Beginning with the line that contains "chair frame, indicate", reproduce the remaining lines of the material exactly, up to and including the last one, but no pictures.

→ **Record set**:
* BEGIN *

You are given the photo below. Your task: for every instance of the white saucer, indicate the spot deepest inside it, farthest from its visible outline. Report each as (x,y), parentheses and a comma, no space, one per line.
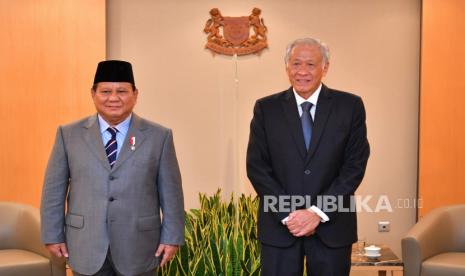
(373,255)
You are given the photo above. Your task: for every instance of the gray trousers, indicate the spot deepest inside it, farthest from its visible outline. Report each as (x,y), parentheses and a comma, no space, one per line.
(108,269)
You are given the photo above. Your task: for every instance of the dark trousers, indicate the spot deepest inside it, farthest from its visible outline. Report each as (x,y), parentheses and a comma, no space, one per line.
(109,269)
(320,259)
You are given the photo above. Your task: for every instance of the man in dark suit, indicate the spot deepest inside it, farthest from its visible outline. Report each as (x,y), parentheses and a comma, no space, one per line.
(309,145)
(115,172)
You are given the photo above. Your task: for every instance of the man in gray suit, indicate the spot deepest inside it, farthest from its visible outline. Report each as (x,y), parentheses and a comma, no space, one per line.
(116,172)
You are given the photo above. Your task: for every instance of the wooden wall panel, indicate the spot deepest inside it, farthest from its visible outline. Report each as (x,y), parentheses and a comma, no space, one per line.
(48,54)
(442,104)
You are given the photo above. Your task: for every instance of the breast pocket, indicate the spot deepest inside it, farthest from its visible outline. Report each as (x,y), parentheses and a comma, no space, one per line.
(74,221)
(149,223)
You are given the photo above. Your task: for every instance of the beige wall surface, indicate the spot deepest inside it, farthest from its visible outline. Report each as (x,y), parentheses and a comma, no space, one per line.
(48,54)
(207,100)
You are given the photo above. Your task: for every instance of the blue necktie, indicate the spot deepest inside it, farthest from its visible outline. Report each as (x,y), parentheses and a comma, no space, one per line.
(112,147)
(307,122)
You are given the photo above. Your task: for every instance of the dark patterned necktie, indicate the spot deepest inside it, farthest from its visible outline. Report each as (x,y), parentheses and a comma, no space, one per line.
(112,146)
(307,122)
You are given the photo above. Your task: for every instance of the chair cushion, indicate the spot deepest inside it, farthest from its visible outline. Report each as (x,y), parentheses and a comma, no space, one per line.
(450,264)
(15,262)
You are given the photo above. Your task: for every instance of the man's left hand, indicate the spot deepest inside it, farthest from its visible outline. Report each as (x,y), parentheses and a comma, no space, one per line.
(168,252)
(303,223)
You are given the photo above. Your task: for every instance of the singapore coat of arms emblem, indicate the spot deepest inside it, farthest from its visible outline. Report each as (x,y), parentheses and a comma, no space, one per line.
(231,35)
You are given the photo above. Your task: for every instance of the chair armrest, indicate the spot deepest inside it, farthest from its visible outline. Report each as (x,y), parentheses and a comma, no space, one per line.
(29,239)
(427,238)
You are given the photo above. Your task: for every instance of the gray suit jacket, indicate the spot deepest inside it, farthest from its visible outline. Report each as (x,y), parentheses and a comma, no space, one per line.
(117,208)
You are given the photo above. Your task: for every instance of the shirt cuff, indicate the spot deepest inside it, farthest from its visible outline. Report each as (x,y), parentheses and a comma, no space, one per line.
(321,214)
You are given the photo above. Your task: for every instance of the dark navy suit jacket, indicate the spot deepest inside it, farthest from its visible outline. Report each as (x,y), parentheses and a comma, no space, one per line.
(279,164)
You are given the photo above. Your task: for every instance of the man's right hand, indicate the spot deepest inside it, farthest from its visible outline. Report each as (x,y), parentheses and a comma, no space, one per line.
(58,249)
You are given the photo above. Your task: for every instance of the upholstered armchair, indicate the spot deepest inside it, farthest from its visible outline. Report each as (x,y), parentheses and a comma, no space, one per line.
(21,250)
(435,246)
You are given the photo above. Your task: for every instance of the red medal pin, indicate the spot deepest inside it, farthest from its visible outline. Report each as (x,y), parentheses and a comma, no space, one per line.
(132,142)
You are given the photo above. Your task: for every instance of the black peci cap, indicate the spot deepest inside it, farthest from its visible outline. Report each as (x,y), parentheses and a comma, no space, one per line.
(114,71)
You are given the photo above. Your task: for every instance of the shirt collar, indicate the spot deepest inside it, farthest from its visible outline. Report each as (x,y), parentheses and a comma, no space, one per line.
(313,98)
(122,127)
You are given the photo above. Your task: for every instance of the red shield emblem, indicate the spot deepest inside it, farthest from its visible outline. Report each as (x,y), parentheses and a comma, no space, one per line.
(236,29)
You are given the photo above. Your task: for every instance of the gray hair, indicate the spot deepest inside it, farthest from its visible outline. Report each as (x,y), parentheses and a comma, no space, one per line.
(308,41)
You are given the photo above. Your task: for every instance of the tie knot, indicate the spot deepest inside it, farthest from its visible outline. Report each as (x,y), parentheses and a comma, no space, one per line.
(112,131)
(306,106)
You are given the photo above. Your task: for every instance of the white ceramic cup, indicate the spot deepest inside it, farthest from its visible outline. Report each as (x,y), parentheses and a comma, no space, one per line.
(372,250)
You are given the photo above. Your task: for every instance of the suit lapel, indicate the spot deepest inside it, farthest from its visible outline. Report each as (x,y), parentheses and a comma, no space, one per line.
(135,130)
(323,109)
(291,113)
(93,138)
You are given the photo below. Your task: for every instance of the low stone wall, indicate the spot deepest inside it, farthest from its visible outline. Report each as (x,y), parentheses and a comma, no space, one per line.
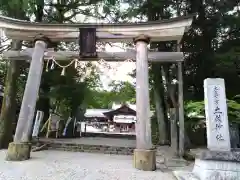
(91,148)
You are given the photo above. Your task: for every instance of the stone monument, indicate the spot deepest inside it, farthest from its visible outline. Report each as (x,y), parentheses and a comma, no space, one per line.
(219,162)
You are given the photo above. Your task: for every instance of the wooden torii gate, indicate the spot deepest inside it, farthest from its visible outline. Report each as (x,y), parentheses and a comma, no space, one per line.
(139,33)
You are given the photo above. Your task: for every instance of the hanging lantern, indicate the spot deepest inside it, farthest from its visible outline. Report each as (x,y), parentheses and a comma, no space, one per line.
(87,42)
(47,66)
(76,63)
(63,71)
(52,65)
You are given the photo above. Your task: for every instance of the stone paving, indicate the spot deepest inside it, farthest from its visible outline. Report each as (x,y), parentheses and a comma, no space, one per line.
(60,165)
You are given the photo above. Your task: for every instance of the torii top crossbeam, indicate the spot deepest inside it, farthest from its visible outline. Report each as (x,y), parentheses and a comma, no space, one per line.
(165,30)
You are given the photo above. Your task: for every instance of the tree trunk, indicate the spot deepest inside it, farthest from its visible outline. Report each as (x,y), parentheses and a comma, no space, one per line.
(8,111)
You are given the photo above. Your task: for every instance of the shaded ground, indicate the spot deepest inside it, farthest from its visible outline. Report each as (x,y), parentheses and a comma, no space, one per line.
(117,142)
(59,165)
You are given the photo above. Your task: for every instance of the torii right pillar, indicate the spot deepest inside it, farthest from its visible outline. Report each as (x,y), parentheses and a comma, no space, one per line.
(144,154)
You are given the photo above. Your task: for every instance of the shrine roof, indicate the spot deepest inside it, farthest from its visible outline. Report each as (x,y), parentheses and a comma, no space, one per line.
(162,30)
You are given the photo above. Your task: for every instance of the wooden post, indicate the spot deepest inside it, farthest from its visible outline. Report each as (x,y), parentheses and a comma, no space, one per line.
(181,110)
(20,148)
(144,156)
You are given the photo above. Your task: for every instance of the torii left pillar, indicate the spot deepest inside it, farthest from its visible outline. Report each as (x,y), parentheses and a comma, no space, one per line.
(20,148)
(144,154)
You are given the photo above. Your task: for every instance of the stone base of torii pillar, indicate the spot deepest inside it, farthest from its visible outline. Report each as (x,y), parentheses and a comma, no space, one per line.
(219,162)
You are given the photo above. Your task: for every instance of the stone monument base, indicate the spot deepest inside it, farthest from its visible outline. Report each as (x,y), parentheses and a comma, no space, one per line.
(144,159)
(213,165)
(18,151)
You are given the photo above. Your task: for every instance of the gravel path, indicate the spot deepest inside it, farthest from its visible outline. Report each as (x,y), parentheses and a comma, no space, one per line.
(60,165)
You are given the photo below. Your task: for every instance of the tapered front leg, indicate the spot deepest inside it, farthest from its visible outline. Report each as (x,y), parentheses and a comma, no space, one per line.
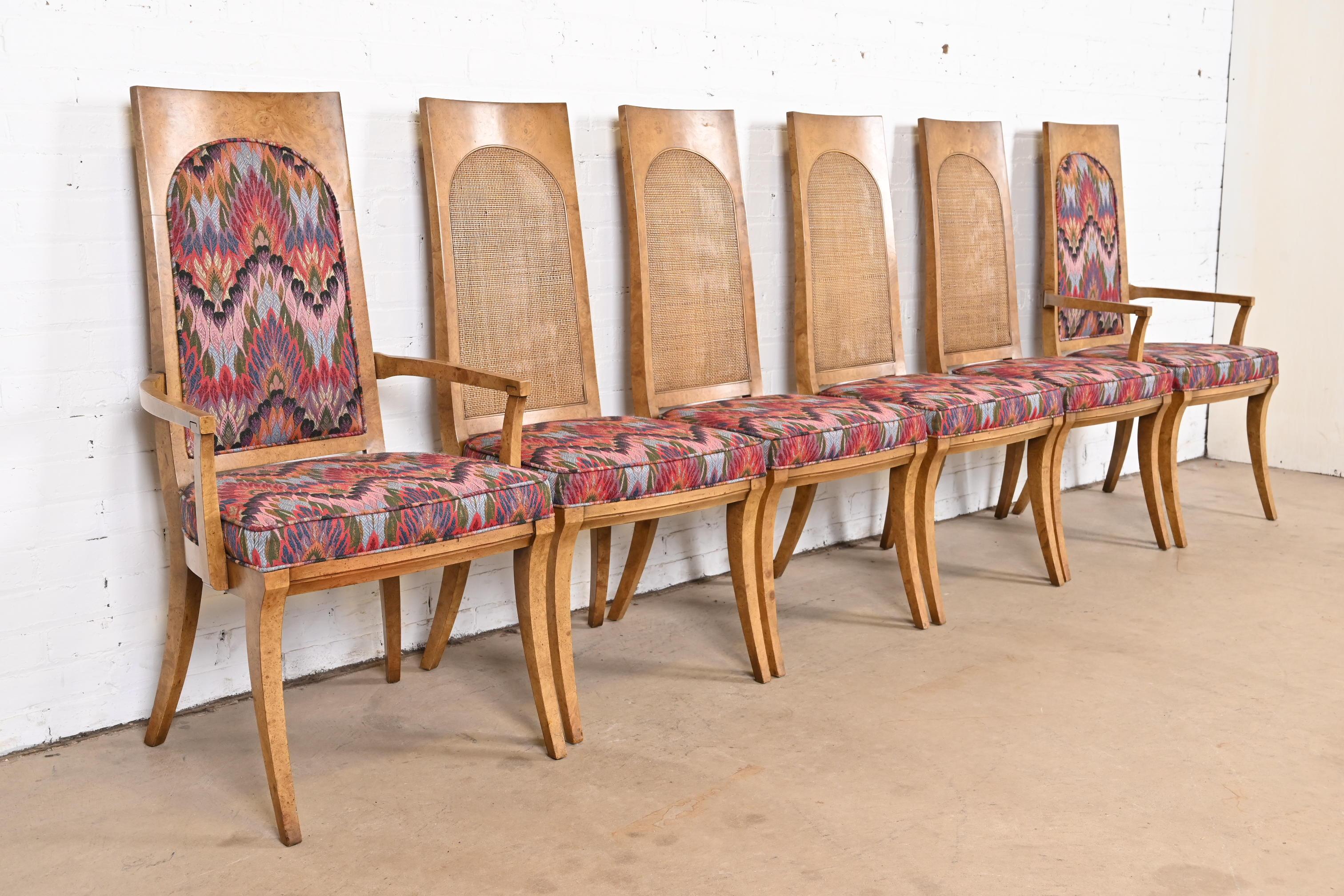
(1012,471)
(1167,445)
(742,520)
(1150,463)
(183,614)
(927,487)
(803,497)
(600,570)
(769,505)
(1117,455)
(1041,452)
(265,597)
(639,555)
(445,613)
(901,512)
(1257,438)
(536,620)
(392,594)
(1057,473)
(569,523)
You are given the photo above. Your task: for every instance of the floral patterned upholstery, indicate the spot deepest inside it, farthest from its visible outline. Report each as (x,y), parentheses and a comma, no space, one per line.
(338,507)
(620,459)
(1088,382)
(1200,366)
(961,405)
(800,430)
(263,299)
(1086,246)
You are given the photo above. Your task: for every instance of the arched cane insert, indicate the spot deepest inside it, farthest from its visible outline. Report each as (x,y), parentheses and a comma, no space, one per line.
(972,260)
(514,280)
(695,275)
(847,252)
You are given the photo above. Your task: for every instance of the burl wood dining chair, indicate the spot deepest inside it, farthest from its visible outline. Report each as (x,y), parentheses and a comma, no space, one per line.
(511,289)
(972,309)
(1084,232)
(265,400)
(694,348)
(848,342)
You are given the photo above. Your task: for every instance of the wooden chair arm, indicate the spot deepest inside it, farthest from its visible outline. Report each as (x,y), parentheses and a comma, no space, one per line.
(1244,313)
(511,440)
(1095,305)
(155,400)
(1143,315)
(389,366)
(210,536)
(1191,296)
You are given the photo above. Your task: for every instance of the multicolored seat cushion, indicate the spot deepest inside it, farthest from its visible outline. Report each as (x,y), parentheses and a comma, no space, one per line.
(1088,257)
(263,297)
(1200,366)
(1088,382)
(961,405)
(620,459)
(800,430)
(338,507)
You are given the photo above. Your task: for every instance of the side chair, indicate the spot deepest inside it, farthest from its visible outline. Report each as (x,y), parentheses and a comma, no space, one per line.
(511,291)
(265,400)
(848,342)
(694,347)
(1084,233)
(972,309)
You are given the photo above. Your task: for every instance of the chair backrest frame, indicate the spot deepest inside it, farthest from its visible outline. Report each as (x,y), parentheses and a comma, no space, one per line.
(168,125)
(452,131)
(647,135)
(983,143)
(862,147)
(1103,144)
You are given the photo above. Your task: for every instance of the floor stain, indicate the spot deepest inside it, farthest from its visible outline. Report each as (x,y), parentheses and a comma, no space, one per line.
(687,808)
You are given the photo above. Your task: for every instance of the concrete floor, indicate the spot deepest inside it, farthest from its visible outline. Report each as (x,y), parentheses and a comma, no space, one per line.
(1167,724)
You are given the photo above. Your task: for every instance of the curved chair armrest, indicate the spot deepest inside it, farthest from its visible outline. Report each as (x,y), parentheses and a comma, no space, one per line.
(210,538)
(400,366)
(511,444)
(1244,313)
(1141,312)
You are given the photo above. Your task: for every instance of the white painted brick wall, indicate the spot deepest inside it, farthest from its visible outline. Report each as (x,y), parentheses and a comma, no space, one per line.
(82,602)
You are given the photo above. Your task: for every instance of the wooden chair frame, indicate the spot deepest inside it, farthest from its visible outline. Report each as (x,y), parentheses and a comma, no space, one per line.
(646,135)
(168,125)
(863,140)
(451,131)
(1103,144)
(983,141)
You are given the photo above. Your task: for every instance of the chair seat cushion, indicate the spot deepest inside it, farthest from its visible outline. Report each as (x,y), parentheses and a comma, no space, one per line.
(800,430)
(318,510)
(617,459)
(1200,366)
(961,405)
(1088,382)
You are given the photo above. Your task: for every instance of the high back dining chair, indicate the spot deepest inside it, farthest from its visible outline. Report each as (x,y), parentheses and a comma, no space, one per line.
(847,328)
(972,307)
(511,289)
(1084,240)
(265,394)
(694,351)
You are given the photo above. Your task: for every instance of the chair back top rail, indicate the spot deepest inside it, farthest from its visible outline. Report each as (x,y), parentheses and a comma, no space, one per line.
(971,283)
(170,127)
(692,304)
(510,280)
(846,297)
(1084,245)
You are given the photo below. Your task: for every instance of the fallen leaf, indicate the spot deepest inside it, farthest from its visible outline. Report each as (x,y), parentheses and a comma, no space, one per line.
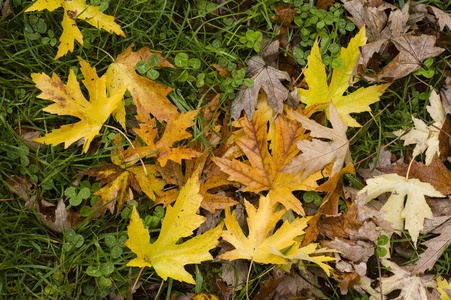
(445,93)
(264,171)
(163,147)
(265,77)
(413,50)
(320,91)
(410,287)
(69,100)
(435,248)
(76,9)
(324,4)
(116,180)
(437,174)
(426,137)
(256,246)
(410,215)
(150,95)
(443,19)
(259,245)
(166,255)
(443,287)
(316,154)
(284,15)
(5,9)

* END *

→ **Result below**:
You are given the photo above. Your task: for every instance of the wooden chair frame, indicate the spot deepest inside it, farthest from its visible outline. Report each as (x,y), parentheses and a comma, no space, one per line.
(646,135)
(168,125)
(863,140)
(451,131)
(1103,144)
(983,141)
You are given the photo above. Your task: for every instance of the chair seat cushion, indicate the spot deepest inside it, farthest from its visible outline. Report each as (x,y), parentheses and a comma, no space, one per line.
(800,430)
(318,510)
(617,459)
(1200,366)
(961,405)
(1088,382)
You are given the photo above. Your task: for every instance of the high back dining chair, indicate the spot deepest inside it, farthest from its visible outline. Report each as (x,y), parentheses and a comma, no space, one per line.
(847,328)
(972,307)
(511,289)
(1084,240)
(265,394)
(694,351)
You are given the photo above. Your task: for every instance of the chair back top rail, indicate the spot deepest inside it, farthest from its visible outline. Report each as (x,y), parentheses and a comma, no space, one per line.
(971,283)
(170,127)
(692,304)
(510,280)
(846,297)
(1084,245)
You are given the photo below. Your task: for every instance of the fallen leaf, indicate the spot deepest inside it, farthest from its visible outline. Report each as (x,y), parentheses and a comma, no space, one per line.
(445,93)
(264,171)
(163,147)
(265,77)
(413,50)
(320,91)
(410,287)
(69,100)
(435,248)
(76,9)
(324,4)
(116,180)
(437,174)
(426,137)
(256,246)
(410,215)
(150,95)
(443,19)
(259,245)
(166,255)
(443,287)
(316,154)
(284,15)
(5,9)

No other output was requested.